# TEXT EXTRACT
The Reverend Manasseh Cutler of Ipswich, Massachusetts coming from Reed’s in Norwalk, passed through here on the Fourth of July, 1787 and stopped “at Young’s in Middlesex, six miles, very hot and the roads excessively bad. The house is very neat but I believe not much used as a tavern.” Young’s, the only tavern on Colles’s map in what is today Darien, is shown in the Clock’s Landing area as I described in the previous entry. Cutler goes on about the “fat and lazy landlord” and generally leaves the impression that it was not worth stopping.(4) Cutler also has a go at all Connecticut tavern keepers in the same sentences in which he complains about Mr. Young: “[He] is a genuine Connecticut tavern-keeper: before your horse’s bits are out of his mouth, the usual questions are asked: What is your name? Where did you come from? And what’s your business? Answer these questions and his curiousity is completely satisfied; nor does he wish to know a syllable more about you, only that you will take care of your bill. Mine was ninepence.”(5) Echoes of the voices of Knight, Hamilton, Birket, and others over the course of the eighteenth century. I have had nothing but pleasant interactions with the various front desk staff or inn-keepers I have met in Connecticut, and most of them seem to care even less about me than Mr. Young cared about the Reverend Cutler, which is fine with me.
According to Kenneth Reiss in The Story of Darien, Connecticut the name Noroton derives from the word Roatan, the original name of the area when it was under the control of a sagamore named Piamikin.(6) On the Colles map the Noroton river is called the Roton River, which I would suggest shows how words become transformed over time. The Noroton River today marks the boundary between Stamford and Darien, and the difference between the atmosphere on the respective sides of the river could not be more different. The road through the Noroton neighborhood of Darien is lined with many fine old mansions set back from the road. There is even an old saltbox house which must date to the early eighteenth century, and the old cemetery sits adjacent to the river, the last of many scenic and historical sites of interest on my four mile journey through the town.
As I cross the river, the first thing I encounter are a couple of large office buildings. Although the view of the river is pleasant, the presence of so many big buildings takes away any sense of atmosphere. The road climbs a steep hill, near the top of which is a singularly ugly shiny building which, on closer inspection, turns out to be the headquarters of World Wrestling Entertainment. Maybe this ugly building is the reason Linda McMahon lost her race for the open Senate seat in Connecticut, losing even the City of Stamford.
I suppose my antipathy to the overbuilt landscape of Stamford stems in part from the stark juxtaposition of walking the Post Road in Darien and then crossing into this giant office park (because honestly that’s what it looks like). However, I also have an animus against the willful destruction of the historical landscape in the name of commerce. Sure I have encountered Walmarts and airports and auto-body shops and strip malls in other towns in Connecticut, Rhode Island, or Massachusetts that are uglier than the scene before me in Stamford. The buildings here are neat, the town is clean, there are sidewalks that have been cleared of snow, and there is a nice ethnic mix here in the city that makes for some interesting culinary options. But it is as sterile as one could possibly imagine. The road here has little of interest except where the big developers have not managed to jam in another high rise condominium or office building. Then there are at least a few stores and restaurants that are not chains.

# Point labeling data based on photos
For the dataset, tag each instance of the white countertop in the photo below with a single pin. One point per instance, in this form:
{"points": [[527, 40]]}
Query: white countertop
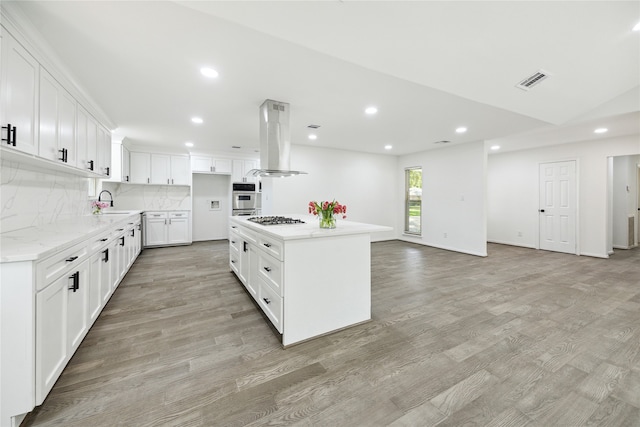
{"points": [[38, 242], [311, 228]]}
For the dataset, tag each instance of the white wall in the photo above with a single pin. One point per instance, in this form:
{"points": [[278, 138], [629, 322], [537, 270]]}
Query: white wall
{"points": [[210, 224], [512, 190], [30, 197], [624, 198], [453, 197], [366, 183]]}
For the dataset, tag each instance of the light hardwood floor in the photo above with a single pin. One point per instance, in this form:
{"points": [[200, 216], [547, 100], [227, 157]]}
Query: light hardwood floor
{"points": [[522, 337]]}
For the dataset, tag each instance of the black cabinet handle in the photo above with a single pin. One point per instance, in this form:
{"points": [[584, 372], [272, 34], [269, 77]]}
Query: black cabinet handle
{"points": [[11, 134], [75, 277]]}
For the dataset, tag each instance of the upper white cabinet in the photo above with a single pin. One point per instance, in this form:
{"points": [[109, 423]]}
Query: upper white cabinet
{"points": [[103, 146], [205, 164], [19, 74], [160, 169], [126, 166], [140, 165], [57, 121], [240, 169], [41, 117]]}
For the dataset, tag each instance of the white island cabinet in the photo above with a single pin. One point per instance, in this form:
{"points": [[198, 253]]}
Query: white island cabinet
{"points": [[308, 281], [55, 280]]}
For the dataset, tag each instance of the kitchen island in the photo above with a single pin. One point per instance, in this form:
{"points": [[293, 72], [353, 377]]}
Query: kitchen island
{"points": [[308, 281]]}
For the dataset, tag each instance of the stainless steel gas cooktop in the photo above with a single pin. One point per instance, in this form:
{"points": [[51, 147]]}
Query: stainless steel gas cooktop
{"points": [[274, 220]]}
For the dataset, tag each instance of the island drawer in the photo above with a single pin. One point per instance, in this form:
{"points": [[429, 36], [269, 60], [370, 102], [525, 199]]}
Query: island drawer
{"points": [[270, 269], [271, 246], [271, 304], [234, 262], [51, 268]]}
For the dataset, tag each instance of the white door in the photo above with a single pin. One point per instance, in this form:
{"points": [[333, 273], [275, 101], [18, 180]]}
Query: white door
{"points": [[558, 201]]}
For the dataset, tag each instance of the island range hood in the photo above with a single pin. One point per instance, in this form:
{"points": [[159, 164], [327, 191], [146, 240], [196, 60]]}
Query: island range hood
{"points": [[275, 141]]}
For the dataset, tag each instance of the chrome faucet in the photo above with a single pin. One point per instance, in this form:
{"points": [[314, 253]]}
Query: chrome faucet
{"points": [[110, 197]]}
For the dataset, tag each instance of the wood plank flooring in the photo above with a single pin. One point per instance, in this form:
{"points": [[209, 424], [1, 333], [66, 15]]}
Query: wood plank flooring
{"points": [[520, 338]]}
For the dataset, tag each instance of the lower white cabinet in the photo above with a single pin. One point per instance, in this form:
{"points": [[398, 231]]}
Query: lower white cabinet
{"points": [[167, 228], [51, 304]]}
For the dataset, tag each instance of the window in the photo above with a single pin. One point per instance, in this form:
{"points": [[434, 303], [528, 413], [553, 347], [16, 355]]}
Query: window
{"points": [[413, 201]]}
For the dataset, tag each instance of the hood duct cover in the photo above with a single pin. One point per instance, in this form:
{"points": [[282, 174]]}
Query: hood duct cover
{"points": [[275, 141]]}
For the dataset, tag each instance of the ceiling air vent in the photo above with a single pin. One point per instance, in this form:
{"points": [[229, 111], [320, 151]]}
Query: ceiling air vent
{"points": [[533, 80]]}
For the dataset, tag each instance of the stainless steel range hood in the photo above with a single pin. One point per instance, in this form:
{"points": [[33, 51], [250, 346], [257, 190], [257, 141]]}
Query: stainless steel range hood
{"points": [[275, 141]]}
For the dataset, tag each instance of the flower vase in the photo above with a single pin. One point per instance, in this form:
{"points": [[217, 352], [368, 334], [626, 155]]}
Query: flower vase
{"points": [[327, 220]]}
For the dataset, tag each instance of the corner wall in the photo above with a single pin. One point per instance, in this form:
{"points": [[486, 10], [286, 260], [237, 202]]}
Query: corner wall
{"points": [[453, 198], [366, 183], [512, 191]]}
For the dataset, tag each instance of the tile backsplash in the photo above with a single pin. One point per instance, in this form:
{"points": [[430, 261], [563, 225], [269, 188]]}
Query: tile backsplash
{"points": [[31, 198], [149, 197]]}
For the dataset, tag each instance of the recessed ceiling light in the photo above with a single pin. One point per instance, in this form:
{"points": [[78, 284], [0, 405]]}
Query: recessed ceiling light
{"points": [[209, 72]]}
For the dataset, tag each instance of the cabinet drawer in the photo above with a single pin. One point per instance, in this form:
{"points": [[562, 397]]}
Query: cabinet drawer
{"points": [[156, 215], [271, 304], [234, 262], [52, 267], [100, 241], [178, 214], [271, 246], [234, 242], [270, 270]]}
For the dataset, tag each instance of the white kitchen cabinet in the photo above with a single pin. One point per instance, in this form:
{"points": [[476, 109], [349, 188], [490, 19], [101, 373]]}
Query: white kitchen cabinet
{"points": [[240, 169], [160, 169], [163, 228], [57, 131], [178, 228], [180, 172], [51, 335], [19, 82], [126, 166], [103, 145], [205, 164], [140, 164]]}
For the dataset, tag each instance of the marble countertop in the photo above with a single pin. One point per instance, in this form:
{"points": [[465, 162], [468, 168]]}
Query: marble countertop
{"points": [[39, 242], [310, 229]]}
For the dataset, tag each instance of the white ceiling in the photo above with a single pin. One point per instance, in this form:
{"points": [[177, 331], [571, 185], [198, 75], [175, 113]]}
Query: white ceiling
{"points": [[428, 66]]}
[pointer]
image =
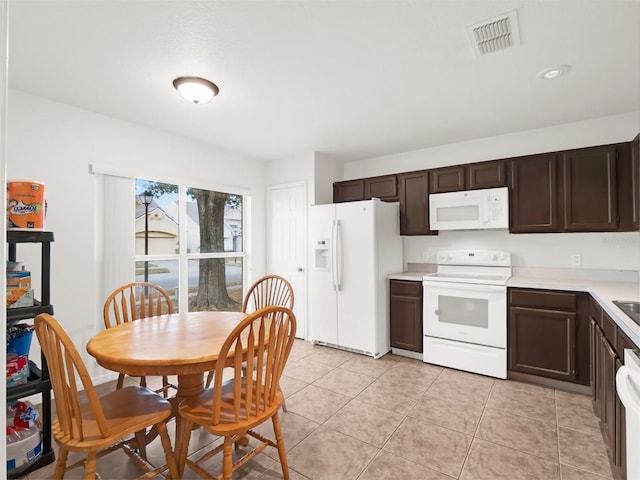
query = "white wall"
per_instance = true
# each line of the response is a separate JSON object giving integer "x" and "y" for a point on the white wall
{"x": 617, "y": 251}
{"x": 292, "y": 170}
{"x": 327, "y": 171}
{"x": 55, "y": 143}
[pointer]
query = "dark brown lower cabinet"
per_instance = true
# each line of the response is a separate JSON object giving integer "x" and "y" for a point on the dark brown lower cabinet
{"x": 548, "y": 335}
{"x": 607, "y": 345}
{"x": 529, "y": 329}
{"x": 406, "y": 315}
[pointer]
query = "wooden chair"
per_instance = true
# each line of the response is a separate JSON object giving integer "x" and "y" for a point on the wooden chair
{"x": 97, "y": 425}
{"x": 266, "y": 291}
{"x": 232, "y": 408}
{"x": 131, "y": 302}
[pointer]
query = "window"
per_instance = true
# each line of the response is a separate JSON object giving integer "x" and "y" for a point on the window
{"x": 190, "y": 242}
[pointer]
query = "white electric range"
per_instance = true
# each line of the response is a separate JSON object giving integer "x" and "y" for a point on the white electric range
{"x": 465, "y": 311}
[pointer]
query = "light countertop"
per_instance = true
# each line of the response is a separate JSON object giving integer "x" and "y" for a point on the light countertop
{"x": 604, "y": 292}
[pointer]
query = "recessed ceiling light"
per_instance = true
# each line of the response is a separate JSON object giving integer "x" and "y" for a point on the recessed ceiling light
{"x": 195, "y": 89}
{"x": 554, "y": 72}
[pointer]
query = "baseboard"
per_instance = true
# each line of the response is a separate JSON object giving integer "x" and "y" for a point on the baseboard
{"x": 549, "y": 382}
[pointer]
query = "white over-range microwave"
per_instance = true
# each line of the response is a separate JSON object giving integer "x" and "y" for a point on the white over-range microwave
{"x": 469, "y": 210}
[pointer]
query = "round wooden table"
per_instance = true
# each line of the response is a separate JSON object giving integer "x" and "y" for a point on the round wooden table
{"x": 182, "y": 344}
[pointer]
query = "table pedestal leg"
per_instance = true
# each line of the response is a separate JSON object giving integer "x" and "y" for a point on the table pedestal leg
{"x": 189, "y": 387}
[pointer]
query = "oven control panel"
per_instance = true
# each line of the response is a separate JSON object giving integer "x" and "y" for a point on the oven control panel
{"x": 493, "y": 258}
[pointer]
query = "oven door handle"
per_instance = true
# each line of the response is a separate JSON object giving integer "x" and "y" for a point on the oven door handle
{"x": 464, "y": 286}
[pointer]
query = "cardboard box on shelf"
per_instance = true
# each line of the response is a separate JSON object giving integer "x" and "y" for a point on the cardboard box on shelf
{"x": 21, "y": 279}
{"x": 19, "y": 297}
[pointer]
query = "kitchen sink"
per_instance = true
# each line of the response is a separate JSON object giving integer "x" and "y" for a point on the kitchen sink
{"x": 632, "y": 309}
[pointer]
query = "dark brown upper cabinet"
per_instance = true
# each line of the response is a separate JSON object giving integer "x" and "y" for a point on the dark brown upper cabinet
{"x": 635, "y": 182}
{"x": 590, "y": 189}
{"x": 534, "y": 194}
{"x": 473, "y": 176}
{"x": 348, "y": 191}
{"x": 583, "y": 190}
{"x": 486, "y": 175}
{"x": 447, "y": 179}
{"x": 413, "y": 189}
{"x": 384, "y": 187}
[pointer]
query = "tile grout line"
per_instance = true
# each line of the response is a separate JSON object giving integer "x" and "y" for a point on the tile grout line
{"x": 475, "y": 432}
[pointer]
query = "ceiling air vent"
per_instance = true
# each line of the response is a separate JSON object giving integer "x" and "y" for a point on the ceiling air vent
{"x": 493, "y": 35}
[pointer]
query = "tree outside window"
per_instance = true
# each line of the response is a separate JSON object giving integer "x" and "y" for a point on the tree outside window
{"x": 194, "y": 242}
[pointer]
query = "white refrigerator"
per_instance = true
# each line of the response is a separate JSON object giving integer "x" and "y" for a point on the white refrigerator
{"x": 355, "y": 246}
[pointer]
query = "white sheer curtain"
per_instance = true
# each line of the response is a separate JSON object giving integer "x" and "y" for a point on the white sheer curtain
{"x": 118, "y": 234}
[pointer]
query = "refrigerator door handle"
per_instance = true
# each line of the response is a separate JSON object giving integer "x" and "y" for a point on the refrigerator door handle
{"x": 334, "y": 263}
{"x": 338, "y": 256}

# TASK SET
(a) In the Post Road passage, how much did Cutler's bill at Young's tavern come to?
(b) Filter the listing so that only the lines containing the word "window" remain.

# RESPONSES PER TASK
(a) Ninepence.

(b)
For the dataset, tag each instance of the window in the photo above with a single pin. One point per instance, in this form:
Query: window
query = "window"
# each line of the response is a separate JSON object giving integer "x" and "y" for a point on the window
query = "tree outside window"
# each line of the response is a separate JSON object giving integer "x" and "y" for a point on the tree outside window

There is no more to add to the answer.